> _YOUR OBJECTIVE_
Please copy all of the lines below word for word, leaving out the pictures.

(Excerpts from a location annotation dataset)
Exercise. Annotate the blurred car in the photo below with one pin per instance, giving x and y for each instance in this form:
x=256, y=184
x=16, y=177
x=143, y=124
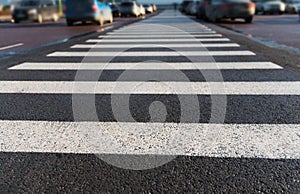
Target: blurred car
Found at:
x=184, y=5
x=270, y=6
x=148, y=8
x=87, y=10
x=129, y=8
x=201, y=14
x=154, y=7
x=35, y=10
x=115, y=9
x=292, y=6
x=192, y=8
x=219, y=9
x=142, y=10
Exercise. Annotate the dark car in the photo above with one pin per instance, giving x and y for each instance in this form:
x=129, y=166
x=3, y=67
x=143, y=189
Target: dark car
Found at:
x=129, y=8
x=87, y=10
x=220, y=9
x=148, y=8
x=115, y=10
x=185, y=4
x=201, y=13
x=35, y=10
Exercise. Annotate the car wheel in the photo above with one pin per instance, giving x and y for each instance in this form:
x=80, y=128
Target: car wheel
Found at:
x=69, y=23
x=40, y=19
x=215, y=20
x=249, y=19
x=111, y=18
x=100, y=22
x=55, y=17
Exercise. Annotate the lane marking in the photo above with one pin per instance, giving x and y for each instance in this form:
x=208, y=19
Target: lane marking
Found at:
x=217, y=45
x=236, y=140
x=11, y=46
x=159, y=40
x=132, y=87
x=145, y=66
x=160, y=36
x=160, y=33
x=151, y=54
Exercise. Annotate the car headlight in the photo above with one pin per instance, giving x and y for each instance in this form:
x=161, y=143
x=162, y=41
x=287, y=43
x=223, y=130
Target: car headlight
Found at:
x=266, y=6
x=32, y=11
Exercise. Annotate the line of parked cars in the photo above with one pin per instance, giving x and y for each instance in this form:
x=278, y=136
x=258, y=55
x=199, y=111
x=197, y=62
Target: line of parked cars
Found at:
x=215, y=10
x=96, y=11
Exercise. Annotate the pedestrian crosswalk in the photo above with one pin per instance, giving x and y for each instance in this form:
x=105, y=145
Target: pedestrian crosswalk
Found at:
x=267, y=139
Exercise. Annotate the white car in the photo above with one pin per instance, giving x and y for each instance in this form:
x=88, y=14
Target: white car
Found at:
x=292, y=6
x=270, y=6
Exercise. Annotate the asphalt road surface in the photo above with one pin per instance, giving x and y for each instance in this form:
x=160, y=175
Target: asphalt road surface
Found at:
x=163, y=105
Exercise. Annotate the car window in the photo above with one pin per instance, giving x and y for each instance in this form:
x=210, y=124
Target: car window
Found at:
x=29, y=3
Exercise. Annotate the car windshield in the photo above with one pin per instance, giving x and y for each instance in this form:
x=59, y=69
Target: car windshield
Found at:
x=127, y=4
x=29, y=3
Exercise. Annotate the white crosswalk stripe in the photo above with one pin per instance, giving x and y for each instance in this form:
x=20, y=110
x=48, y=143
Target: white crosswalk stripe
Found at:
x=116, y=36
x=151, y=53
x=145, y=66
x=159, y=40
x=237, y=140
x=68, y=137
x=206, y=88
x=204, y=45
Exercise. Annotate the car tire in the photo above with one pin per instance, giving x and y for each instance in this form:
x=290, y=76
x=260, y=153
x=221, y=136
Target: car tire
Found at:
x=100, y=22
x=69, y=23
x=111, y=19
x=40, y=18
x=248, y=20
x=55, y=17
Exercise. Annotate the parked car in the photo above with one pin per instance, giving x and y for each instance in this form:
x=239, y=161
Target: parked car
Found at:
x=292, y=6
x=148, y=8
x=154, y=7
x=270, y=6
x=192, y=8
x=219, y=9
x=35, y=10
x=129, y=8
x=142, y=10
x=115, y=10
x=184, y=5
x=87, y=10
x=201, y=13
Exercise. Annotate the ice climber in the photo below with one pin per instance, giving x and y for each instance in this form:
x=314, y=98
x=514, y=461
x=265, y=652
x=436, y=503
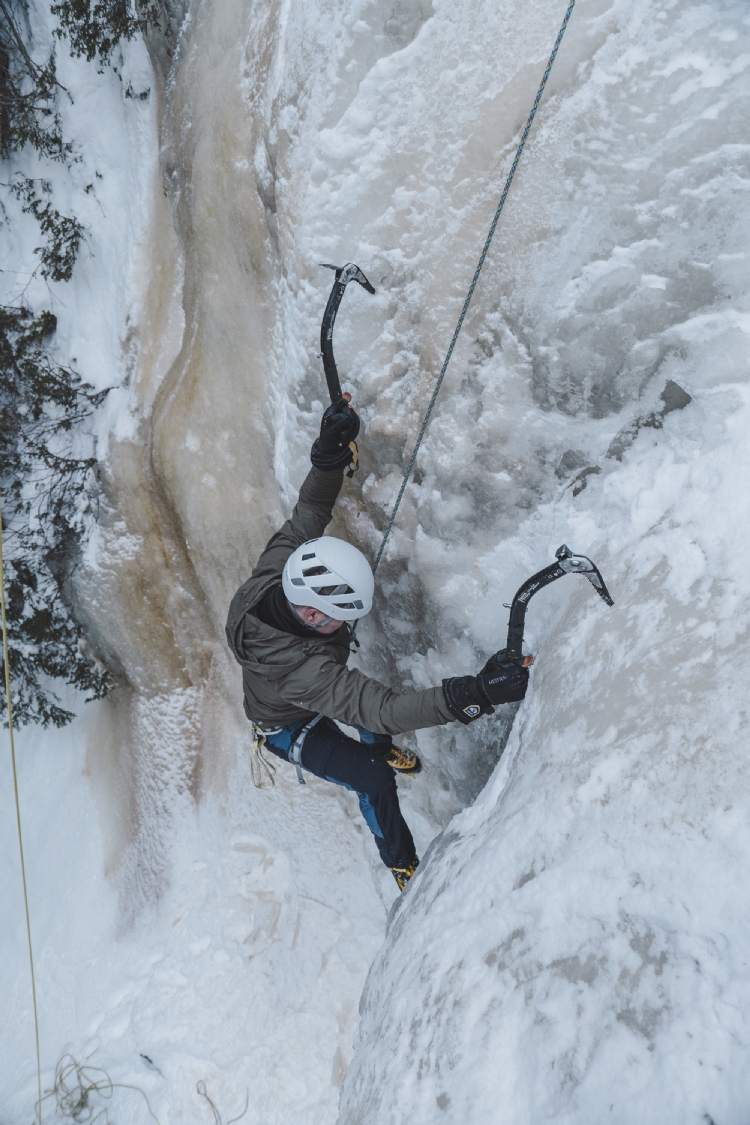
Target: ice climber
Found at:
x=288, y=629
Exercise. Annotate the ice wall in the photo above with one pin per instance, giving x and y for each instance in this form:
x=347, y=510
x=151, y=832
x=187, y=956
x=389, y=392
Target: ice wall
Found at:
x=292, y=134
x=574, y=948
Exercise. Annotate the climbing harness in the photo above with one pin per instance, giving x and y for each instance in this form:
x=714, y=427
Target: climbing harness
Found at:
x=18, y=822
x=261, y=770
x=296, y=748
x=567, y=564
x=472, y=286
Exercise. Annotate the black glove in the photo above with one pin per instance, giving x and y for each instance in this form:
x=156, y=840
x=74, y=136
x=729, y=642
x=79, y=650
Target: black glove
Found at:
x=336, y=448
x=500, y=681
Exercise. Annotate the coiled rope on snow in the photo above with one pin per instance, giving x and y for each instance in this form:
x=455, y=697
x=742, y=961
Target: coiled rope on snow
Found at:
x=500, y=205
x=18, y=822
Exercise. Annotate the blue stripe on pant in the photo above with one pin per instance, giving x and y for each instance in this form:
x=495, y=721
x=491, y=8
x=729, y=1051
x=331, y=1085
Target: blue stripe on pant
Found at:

> _CORRECT ANSWER_
Exercise. Annotate the blurred car in the photo below with one pin per instance, giving x and y for each instance in this form:
x=256, y=184
x=16, y=177
x=143, y=124
Target: blurred car
Found at:
x=184, y=5
x=270, y=6
x=148, y=8
x=87, y=10
x=129, y=8
x=201, y=14
x=154, y=7
x=35, y=10
x=115, y=9
x=292, y=6
x=192, y=8
x=219, y=9
x=142, y=10
Exercise. Annotate the dark car in the photo above with one pin per instance, giving x and y for each instance in this form:
x=129, y=166
x=3, y=67
x=143, y=189
Target: dark car
Found at:
x=129, y=8
x=87, y=10
x=220, y=9
x=148, y=8
x=115, y=10
x=185, y=4
x=201, y=13
x=35, y=10
Exercise. Annotate the car wheel in the photo above with one pin per instance, giving x and y for each instance in this form:
x=80, y=128
Target: car wheel
Found at:
x=69, y=23
x=40, y=19
x=215, y=20
x=249, y=19
x=111, y=18
x=100, y=22
x=55, y=17
Exercise. Annotate the lane marking in the photo above with one pin per instance, giving x and y for each instance in this form:
x=208, y=19
Target: lane marking
Found at:
x=217, y=45
x=236, y=140
x=11, y=46
x=159, y=40
x=132, y=87
x=145, y=66
x=160, y=36
x=160, y=33
x=151, y=54
Exercise. Annotate the car headlight in the photo above with one pin per instance, giving x and y for each instance in this form:
x=161, y=143
x=162, y=41
x=287, y=43
x=223, y=130
Target: car headlight
Found at:
x=266, y=6
x=32, y=11
Exercise. Annotate the line of parked cars in the photo above with one pin per instance, giving x and y for each instance in this form:
x=278, y=136
x=258, y=55
x=199, y=111
x=197, y=62
Target: line of parked cars
Found at:
x=215, y=10
x=96, y=11
Exercise. Annotate the pedestrian crosswalk in the photo above with one pin per instance, giving x and y for each instance in this form:
x=105, y=145
Target: pedestrian crosswalk
Found at:
x=267, y=139
Exercise. Annotate the white car in the photo above with one pin per instance, giving x and y for each instance in this form:
x=88, y=14
Target: white car
Found at:
x=292, y=6
x=270, y=6
Exercise. Annotate the asphalt road surface in the photo above with one pin per instance, giving x and y for each instance in this form:
x=160, y=175
Target: asphalt road surface
Found at:
x=163, y=105
Exercise. Annotate the car window in the photo above with one pin per instance, giving x and y for each instance in this form:
x=210, y=124
Target: car window
Found at:
x=29, y=3
Exercise. Annotate the car windshield in the photo above with one pin per instance, giving x and y for each instance in this form:
x=59, y=69
Target: car windshield
Found at:
x=127, y=4
x=29, y=3
Exercise. Annotate the white crosswalk stripe in the photo above with one pin per instance, giving x and y for each instance in this form:
x=20, y=110
x=48, y=143
Target: white crosswalk stripe
Found at:
x=116, y=36
x=151, y=53
x=145, y=66
x=159, y=40
x=237, y=140
x=68, y=137
x=206, y=88
x=204, y=45
Exercise. Annotate the car tire in the photo above with one pin per instance, giving x and y for each instance in this form:
x=290, y=76
x=260, y=153
x=221, y=136
Target: car tire
Found at:
x=100, y=22
x=69, y=23
x=111, y=19
x=40, y=18
x=248, y=20
x=55, y=17
Exercise. Annotate the parked car in the photo above with one pin per instance, giving x and y for each instance in this form:
x=239, y=161
Target: parked car
Found at:
x=292, y=6
x=148, y=8
x=154, y=7
x=270, y=6
x=192, y=8
x=219, y=9
x=35, y=10
x=129, y=8
x=142, y=10
x=115, y=10
x=184, y=5
x=87, y=10
x=201, y=13
Exercise. Annotate the ice climber in the photo below with one pin per instance, giving x and y for each instance in this form:
x=314, y=98
x=514, y=461
x=265, y=652
x=436, y=503
Target: ice climber
Found at:
x=288, y=629
Exercise. Annotate the ice wall in the photo above with one pin per instance, giving x and y for each instance in this form:
x=347, y=510
x=151, y=832
x=187, y=956
x=389, y=392
Target: ice wall
Found at:
x=292, y=134
x=574, y=948
Exercise. Annotate the climbing harness in the photo above with one pin per instance, giving x and y for each instance in this form:
x=714, y=427
Target: climbing harness
Found at:
x=18, y=822
x=261, y=770
x=296, y=748
x=567, y=564
x=472, y=286
Exercise. Annotate the black glove in the photo above with one pin per instance, giving x and y for each instance in this form:
x=156, y=840
x=74, y=136
x=729, y=642
x=79, y=650
Target: black glove
Found at:
x=336, y=448
x=500, y=681
Exercise. Annotate the coiled rope on snow in the photo above with one pin per instance, giving x and y for each instance in this form:
x=455, y=697
x=742, y=961
Target: coiled rope on snow
Found at:
x=500, y=205
x=18, y=822
Exercise. Annotate the blue stripe on pant in the photo above with one pin per instance, giving x and y for each instance in this form:
x=495, y=721
x=491, y=8
x=729, y=1051
x=331, y=1085
Target: blue stripe on pant
Found at:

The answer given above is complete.